Task details:
Quote only the lines that start at the line with "Target: bridge pier" and run to the end of the entries; omit the pictures.

Stored records:
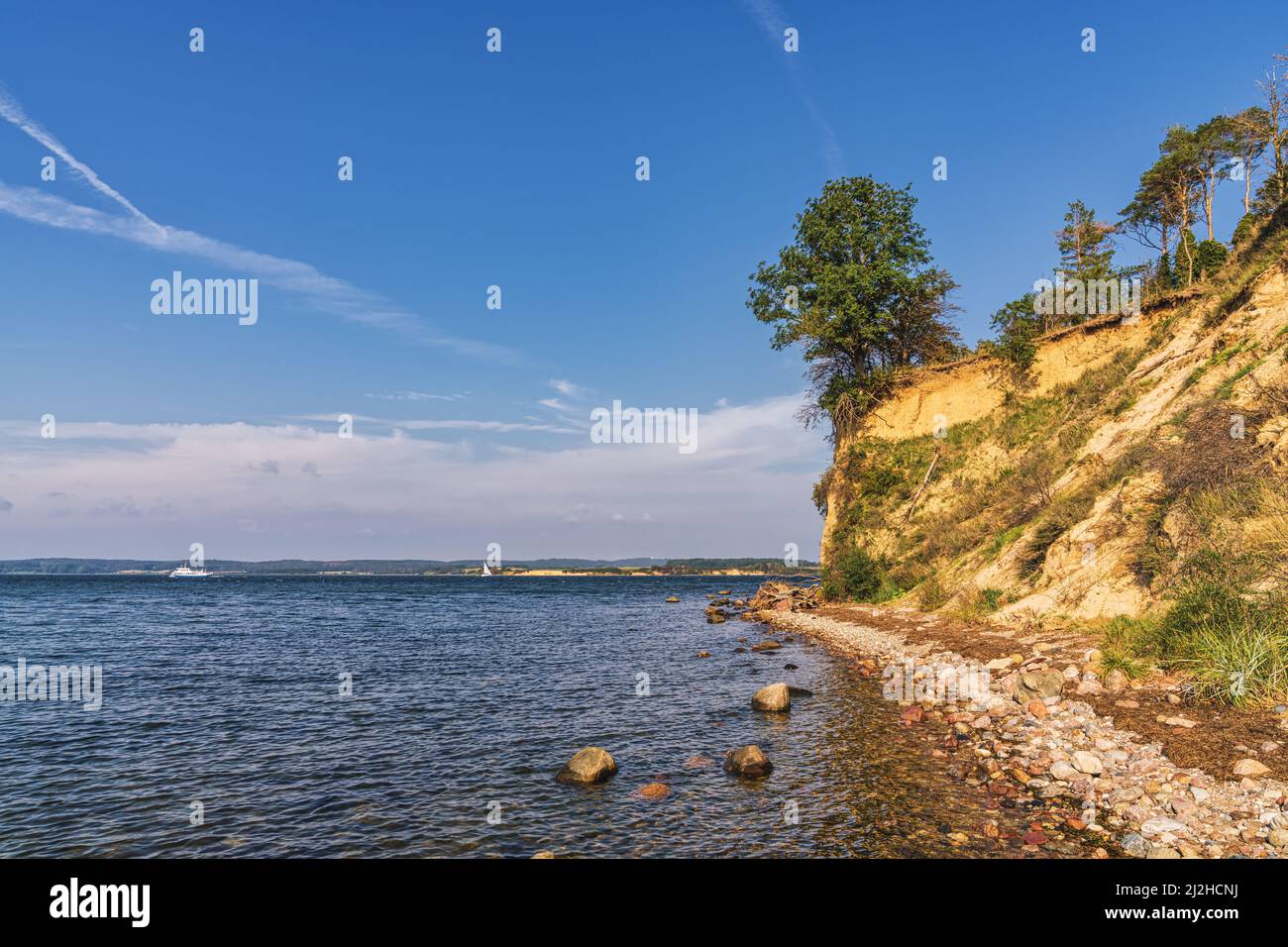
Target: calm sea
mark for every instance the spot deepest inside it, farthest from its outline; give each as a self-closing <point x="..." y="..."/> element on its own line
<point x="223" y="729"/>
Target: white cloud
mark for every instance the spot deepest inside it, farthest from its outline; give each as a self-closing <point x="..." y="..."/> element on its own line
<point x="417" y="395"/>
<point x="325" y="292"/>
<point x="151" y="489"/>
<point x="567" y="388"/>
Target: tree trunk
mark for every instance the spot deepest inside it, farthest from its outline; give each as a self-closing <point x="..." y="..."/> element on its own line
<point x="1210" y="185"/>
<point x="1247" y="184"/>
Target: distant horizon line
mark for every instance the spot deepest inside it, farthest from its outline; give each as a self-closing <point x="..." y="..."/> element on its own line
<point x="636" y="560"/>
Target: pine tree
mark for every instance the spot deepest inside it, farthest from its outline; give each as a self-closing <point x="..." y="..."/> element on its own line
<point x="1163" y="275"/>
<point x="1186" y="260"/>
<point x="1086" y="252"/>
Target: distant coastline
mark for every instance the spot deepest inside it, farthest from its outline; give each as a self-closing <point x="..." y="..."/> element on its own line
<point x="411" y="569"/>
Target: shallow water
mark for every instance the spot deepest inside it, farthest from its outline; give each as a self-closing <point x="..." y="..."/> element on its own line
<point x="468" y="696"/>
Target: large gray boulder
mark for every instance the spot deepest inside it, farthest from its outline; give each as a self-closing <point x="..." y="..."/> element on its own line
<point x="773" y="697"/>
<point x="1038" y="685"/>
<point x="588" y="766"/>
<point x="747" y="761"/>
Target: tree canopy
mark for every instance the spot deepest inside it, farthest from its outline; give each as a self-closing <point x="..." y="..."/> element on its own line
<point x="858" y="290"/>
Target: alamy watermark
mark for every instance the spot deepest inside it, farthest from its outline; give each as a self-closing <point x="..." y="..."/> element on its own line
<point x="940" y="684"/>
<point x="652" y="425"/>
<point x="67" y="684"/>
<point x="179" y="296"/>
<point x="1087" y="296"/>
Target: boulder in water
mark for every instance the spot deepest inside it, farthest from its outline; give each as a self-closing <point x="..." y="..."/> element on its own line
<point x="773" y="697"/>
<point x="590" y="764"/>
<point x="747" y="761"/>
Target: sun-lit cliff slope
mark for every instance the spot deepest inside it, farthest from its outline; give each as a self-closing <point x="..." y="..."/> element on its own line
<point x="1134" y="449"/>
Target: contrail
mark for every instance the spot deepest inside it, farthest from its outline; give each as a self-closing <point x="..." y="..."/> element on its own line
<point x="12" y="112"/>
<point x="326" y="292"/>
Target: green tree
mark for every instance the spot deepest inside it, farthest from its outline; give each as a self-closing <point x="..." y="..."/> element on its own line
<point x="1151" y="217"/>
<point x="858" y="291"/>
<point x="1214" y="144"/>
<point x="1163" y="274"/>
<point x="1086" y="252"/>
<point x="1250" y="133"/>
<point x="1186" y="260"/>
<point x="1018" y="325"/>
<point x="1211" y="257"/>
<point x="1274" y="188"/>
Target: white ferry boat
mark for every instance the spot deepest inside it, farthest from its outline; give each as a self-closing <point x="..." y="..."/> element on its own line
<point x="184" y="573"/>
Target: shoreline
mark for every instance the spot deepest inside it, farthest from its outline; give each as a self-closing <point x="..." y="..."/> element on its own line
<point x="1060" y="746"/>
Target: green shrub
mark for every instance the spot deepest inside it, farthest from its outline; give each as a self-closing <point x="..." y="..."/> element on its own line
<point x="931" y="594"/>
<point x="1243" y="230"/>
<point x="1211" y="257"/>
<point x="854" y="575"/>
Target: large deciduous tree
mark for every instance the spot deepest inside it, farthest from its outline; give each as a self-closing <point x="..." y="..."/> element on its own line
<point x="858" y="290"/>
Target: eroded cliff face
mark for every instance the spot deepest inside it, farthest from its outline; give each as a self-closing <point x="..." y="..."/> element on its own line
<point x="1074" y="495"/>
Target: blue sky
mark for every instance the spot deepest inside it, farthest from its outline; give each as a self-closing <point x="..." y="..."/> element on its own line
<point x="513" y="169"/>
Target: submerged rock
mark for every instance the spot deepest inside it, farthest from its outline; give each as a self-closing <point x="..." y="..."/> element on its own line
<point x="747" y="761"/>
<point x="1249" y="767"/>
<point x="1038" y="684"/>
<point x="773" y="697"/>
<point x="590" y="764"/>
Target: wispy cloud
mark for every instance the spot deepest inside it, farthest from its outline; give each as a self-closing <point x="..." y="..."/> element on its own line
<point x="567" y="388"/>
<point x="417" y="395"/>
<point x="326" y="294"/>
<point x="12" y="112"/>
<point x="390" y="493"/>
<point x="772" y="22"/>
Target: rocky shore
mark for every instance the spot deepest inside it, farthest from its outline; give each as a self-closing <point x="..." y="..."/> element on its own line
<point x="1026" y="732"/>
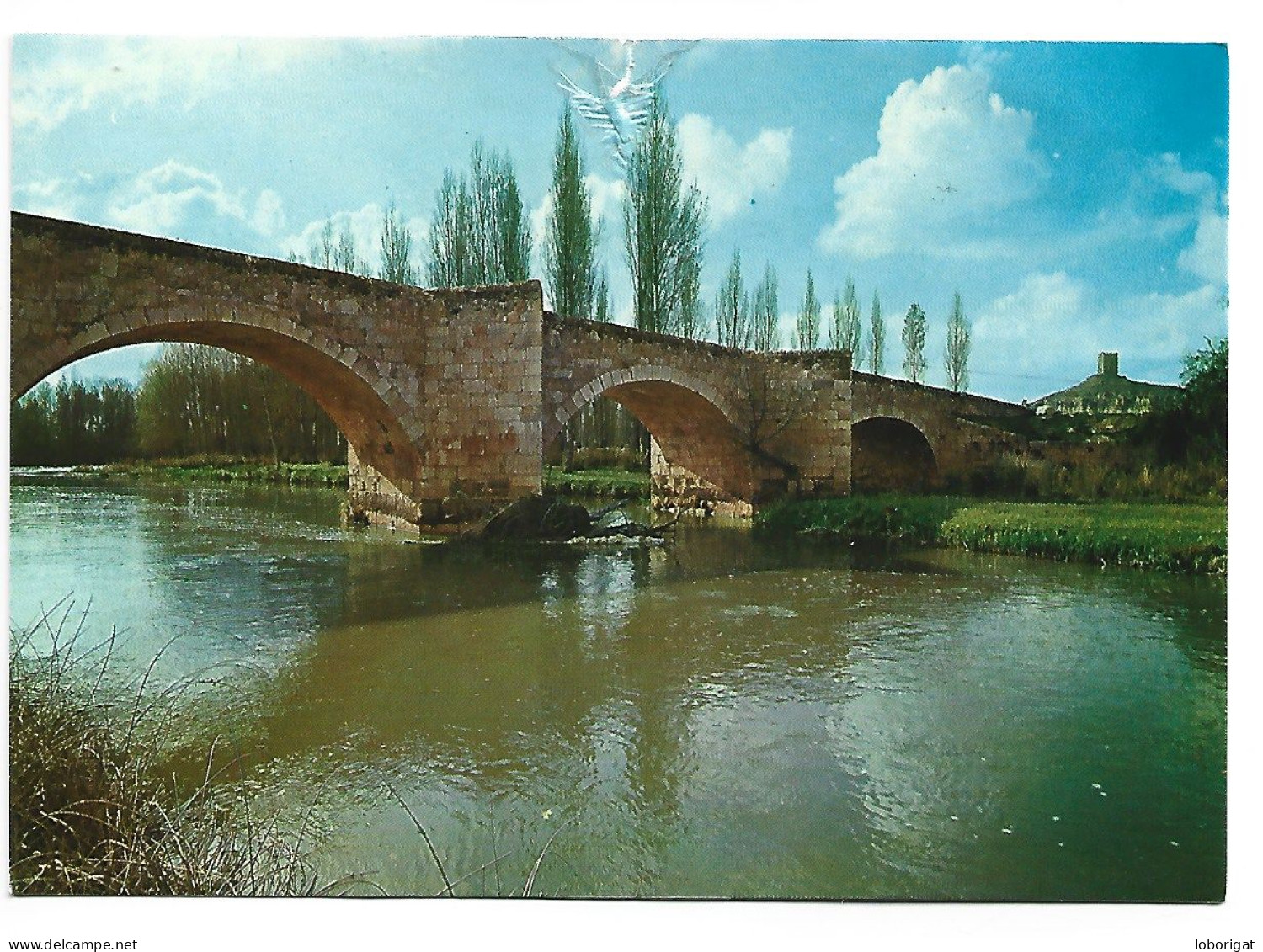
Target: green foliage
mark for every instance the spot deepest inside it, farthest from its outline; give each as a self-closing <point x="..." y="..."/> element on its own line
<point x="662" y="225"/>
<point x="957" y="355"/>
<point x="570" y="237"/>
<point x="396" y="250"/>
<point x="846" y="331"/>
<point x="807" y="330"/>
<point x="613" y="484"/>
<point x="877" y="338"/>
<point x="1179" y="538"/>
<point x="1205" y="398"/>
<point x="91" y="810"/>
<point x="765" y="312"/>
<point x="914" y="343"/>
<point x="196" y="399"/>
<point x="73" y="423"/>
<point x="733" y="307"/>
<point x="480" y="234"/>
<point x="863" y="518"/>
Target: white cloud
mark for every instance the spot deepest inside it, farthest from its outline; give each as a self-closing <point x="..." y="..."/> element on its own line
<point x="606" y="206"/>
<point x="57" y="197"/>
<point x="732" y="176"/>
<point x="1058" y="323"/>
<point x="365" y="229"/>
<point x="119" y="72"/>
<point x="1207" y="254"/>
<point x="174" y="199"/>
<point x="1169" y="169"/>
<point x="950" y="156"/>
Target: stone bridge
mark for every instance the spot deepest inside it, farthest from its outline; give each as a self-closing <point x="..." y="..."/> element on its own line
<point x="450" y="398"/>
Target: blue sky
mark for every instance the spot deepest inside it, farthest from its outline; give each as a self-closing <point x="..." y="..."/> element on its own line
<point x="1075" y="194"/>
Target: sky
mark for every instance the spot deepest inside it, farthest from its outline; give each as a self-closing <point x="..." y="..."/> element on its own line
<point x="1075" y="194"/>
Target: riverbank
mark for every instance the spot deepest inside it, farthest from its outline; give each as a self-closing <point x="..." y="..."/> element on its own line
<point x="1171" y="537"/>
<point x="604" y="484"/>
<point x="93" y="813"/>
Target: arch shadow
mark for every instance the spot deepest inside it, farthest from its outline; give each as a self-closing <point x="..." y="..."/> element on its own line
<point x="891" y="455"/>
<point x="318" y="366"/>
<point x="690" y="422"/>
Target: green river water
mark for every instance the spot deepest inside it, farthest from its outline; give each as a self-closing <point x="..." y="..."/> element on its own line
<point x="727" y="716"/>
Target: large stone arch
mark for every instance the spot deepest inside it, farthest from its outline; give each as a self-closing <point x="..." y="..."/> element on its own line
<point x="892" y="451"/>
<point x="690" y="421"/>
<point x="370" y="418"/>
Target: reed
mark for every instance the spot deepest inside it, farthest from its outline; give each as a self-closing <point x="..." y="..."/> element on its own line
<point x="1172" y="537"/>
<point x="90" y="810"/>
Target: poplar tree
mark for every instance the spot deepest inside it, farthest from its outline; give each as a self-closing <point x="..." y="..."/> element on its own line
<point x="807" y="330"/>
<point x="877" y="338"/>
<point x="480" y="232"/>
<point x="662" y="222"/>
<point x="914" y="343"/>
<point x="957" y="355"/>
<point x="765" y="313"/>
<point x="570" y="237"/>
<point x="733" y="307"/>
<point x="396" y="250"/>
<point x="846" y="330"/>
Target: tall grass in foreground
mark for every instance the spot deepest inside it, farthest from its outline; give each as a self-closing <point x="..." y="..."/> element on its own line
<point x="88" y="810"/>
<point x="1179" y="538"/>
<point x="1176" y="538"/>
<point x="93" y="811"/>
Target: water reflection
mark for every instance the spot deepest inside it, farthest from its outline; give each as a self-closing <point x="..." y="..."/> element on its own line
<point x="725" y="716"/>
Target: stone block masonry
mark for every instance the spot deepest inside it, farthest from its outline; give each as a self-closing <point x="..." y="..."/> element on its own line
<point x="449" y="398"/>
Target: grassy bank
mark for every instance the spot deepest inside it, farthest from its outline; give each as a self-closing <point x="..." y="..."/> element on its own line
<point x="91" y="812"/>
<point x="222" y="470"/>
<point x="609" y="484"/>
<point x="1179" y="538"/>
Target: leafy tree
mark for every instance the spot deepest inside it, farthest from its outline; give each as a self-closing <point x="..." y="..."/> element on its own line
<point x="1205" y="396"/>
<point x="603" y="298"/>
<point x="570" y="240"/>
<point x="691" y="322"/>
<point x="662" y="224"/>
<point x="344" y="255"/>
<point x="321" y="252"/>
<point x="845" y="330"/>
<point x="480" y="232"/>
<point x="807" y="330"/>
<point x="914" y="343"/>
<point x="335" y="252"/>
<point x="765" y="313"/>
<point x="957" y="346"/>
<point x="733" y="307"/>
<point x="396" y="250"/>
<point x="877" y="338"/>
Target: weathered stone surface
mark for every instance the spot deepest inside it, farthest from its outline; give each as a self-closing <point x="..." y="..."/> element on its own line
<point x="450" y="398"/>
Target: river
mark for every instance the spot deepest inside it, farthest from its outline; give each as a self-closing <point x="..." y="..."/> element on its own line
<point x="725" y="716"/>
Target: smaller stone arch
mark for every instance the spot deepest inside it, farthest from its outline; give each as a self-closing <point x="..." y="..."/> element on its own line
<point x="892" y="454"/>
<point x="601" y="384"/>
<point x="699" y="449"/>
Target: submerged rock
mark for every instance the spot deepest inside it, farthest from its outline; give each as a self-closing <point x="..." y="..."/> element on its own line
<point x="538" y="518"/>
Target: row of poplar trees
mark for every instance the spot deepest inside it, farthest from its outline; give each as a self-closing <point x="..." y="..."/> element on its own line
<point x="196" y="401"/>
<point x="191" y="402"/>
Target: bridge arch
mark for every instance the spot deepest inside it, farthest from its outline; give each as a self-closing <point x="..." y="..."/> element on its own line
<point x="892" y="452"/>
<point x="371" y="418"/>
<point x="690" y="419"/>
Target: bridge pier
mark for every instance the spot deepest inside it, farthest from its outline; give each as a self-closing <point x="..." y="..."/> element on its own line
<point x="449" y="398"/>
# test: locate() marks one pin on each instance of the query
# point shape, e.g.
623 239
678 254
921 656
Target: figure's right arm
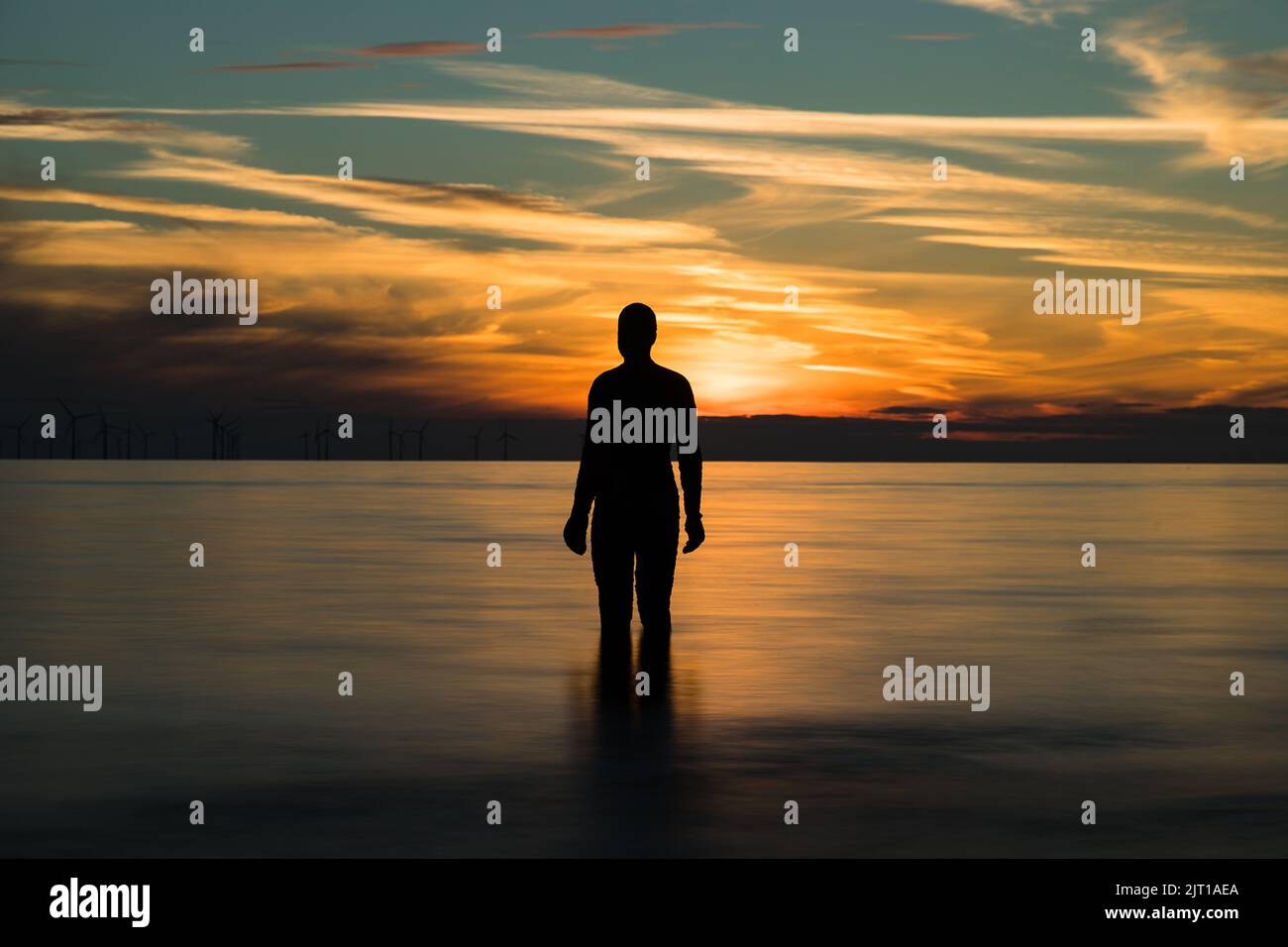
588 478
588 470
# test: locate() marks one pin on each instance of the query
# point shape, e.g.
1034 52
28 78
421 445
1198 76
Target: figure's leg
612 558
655 569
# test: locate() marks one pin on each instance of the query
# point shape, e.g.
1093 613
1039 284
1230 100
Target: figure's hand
696 534
575 532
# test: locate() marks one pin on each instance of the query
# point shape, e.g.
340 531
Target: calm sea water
477 684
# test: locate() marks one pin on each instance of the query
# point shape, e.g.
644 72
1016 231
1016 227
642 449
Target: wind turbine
506 437
228 434
323 441
420 433
17 429
214 429
103 429
145 433
73 419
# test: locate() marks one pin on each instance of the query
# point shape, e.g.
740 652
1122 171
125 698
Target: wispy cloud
1025 11
419 48
314 64
460 208
22 121
622 31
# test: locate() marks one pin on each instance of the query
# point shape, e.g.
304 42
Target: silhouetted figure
636 526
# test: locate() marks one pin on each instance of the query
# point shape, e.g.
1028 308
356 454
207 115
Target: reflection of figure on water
640 791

Expected answer:
Target: bridge pier
mark for every instance the spot deepest inside it, farthest from its outline; give each as a self-closing <point x="..." y="..."/> element on its own line
<point x="449" y="398"/>
# test: locate() marks one pin on each instance of the query
# point shape, e.g.
623 239
678 254
921 656
Target: figure's right arm
588 478
588 470
# test: locate() marks one pin on each instance of the query
# point shape, e.g.
1034 52
28 78
421 445
1198 76
Target: figure's leg
612 558
655 569
# test: locate() marks one pin on each instance of the query
# point shape, e.g.
1093 613
1039 284
1230 100
Target: figure's hand
696 534
575 532
# test: locate() marks one pin on each instance of the query
# point shape, e.g.
340 531
Target: calm sea water
477 684
# test: locate() marks one pin on each instance of the query
# point shape, e.g.
644 72
1016 231
1016 227
642 449
Target: wind turbine
506 437
228 434
323 441
420 433
17 429
214 429
103 429
145 433
73 419
# test: locate() marks one pin on each instance of the query
# point shape, e.g.
740 652
1122 171
125 698
Target: wispy cloud
1025 11
419 48
314 64
460 208
22 121
622 31
# test: locate() marks one pin on each instance of the query
# point shape, e.g.
304 42
Target: silhouetted figure
636 526
# test: locate() marks one pin on each instance of the query
# point shape, e.g.
1028 308
356 454
207 115
Target: reflection of figure on water
640 791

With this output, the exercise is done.